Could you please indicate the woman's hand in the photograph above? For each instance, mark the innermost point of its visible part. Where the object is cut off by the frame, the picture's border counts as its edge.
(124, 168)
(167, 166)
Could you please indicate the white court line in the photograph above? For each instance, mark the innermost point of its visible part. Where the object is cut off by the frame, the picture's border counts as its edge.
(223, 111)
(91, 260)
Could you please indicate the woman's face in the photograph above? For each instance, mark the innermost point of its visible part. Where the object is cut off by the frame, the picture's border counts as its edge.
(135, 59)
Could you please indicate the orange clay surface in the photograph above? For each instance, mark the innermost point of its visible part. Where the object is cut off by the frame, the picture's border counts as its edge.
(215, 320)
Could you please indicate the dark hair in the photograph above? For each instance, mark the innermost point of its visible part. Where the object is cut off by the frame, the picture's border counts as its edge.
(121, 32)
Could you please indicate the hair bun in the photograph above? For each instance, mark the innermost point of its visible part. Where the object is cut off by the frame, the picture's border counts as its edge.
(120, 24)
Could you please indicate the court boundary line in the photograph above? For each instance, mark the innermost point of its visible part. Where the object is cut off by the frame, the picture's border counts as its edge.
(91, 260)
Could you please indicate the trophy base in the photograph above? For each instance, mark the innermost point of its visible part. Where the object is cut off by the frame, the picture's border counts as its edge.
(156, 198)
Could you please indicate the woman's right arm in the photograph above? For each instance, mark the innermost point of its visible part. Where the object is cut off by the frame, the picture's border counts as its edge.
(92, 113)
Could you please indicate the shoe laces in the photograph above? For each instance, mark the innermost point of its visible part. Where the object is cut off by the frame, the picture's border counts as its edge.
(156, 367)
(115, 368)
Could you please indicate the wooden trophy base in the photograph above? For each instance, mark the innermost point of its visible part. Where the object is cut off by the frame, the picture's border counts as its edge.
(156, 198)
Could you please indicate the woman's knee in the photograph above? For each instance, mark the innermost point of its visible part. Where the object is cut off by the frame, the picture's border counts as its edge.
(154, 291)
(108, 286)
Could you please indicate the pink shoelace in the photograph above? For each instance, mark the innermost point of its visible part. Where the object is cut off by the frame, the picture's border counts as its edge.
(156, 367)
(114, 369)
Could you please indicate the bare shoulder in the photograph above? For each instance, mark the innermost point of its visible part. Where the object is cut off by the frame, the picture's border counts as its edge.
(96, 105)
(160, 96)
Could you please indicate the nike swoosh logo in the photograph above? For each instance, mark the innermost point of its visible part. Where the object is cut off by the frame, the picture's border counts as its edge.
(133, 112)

## Stated task
Please format all of the data above as a two-column CSV with the headers instruction and response, one row per item. Put each text and its answer in a single quoted field, replacing any line breaks with spaces.

## Result
instruction,response
"Could you please indicate the woman's hand in the photograph above? For each instance, mark the innermost point of its visible part. Where the object is cut off by the frame, the picture's border counts as its edge.","(124, 168) (167, 166)"
"Could you please indicate the white court line in the photograph above? For each instance, mark the innermost point of its visible part. Where the object is cut off by the frame, the picture's border counts as its edge.","(223, 111) (91, 260)"
"Could you please indicate the woman's face in the photograph above? For each instance, mark the innermost point of its visible part. Where the object is cut off by the frame, the picture's border counts as its edge.","(135, 59)"
"Could you please indicate the orange clay surface in the photograph above? For each instance, mark the innermost point of its visible part. Where the object is cut off by the frame, the picture's border counts as its edge.","(215, 320)"
"Could you please indicate the dark hair in the photograph above? For each instance, mark the innermost point of its visible part. Where the object is cut off by the frame, the picture's border counts as its edge.","(121, 32)"
"Could you please indicate the hair bun in the photograph above? For each instance, mark the innermost point of its visible part. Where the object is cut off by the frame, the picture's border counts as its edge.","(120, 24)"
"Could you please indicate the court boundary line in the photograph above? For each instance, mark the innermost point of its visible part. Where the object is cut off by the frame, the picture's border counts as its edge.","(91, 260)"
"Could you please indicate the trophy base in the photograph above? For each instance, mark the innermost point of its visible part. Where the object is cut off by the frame, the picture's border counts as its edge.","(156, 198)"
"Could you please indicate the woman's right arm in the photograph above? For each instance, mark the innermost point of its visible part. Where the object is cut off by the frame, the picture's border counts as its edge.","(92, 113)"
"Could you please indicate the shoe laces in the photograph above? For each instance, mark the innermost point of its visible part. Where the object is cut off by the frame, the picture's border counts as its edge.","(156, 367) (115, 368)"
"Could you please indicate the wooden trophy base in the photograph above? For each instance, mark the innermost point of its visible part. Where the object is cut off by the frame, the picture's border counts as its edge.","(156, 198)"
"Could you please indicate the woman's knee in the photograph above? For each instance, mark the innermost point of its visible part. Where the object is cut off by the frame, the picture's border counts as its edge.","(154, 291) (108, 286)"
"Could you please indicate the pink shoelace in the photograph above? For each instance, mark the innermost point of its visible part. Where the object is cut off by the frame, the picture's border counts as its edge.","(156, 367) (114, 369)"
"Could you please indicate the bare shoulder in the photograph above? For each instance, mark the innermost point of its visible part. Where the object is cut off by the frame, the picture's border counts as its edge.","(96, 105) (160, 96)"
"Could you please indicate the nike swoosh logo in the photograph above? For each instance, mark the innermost point of its visible part. Where the object is cut off by the frame, the picture's border counts as its edge.","(133, 112)"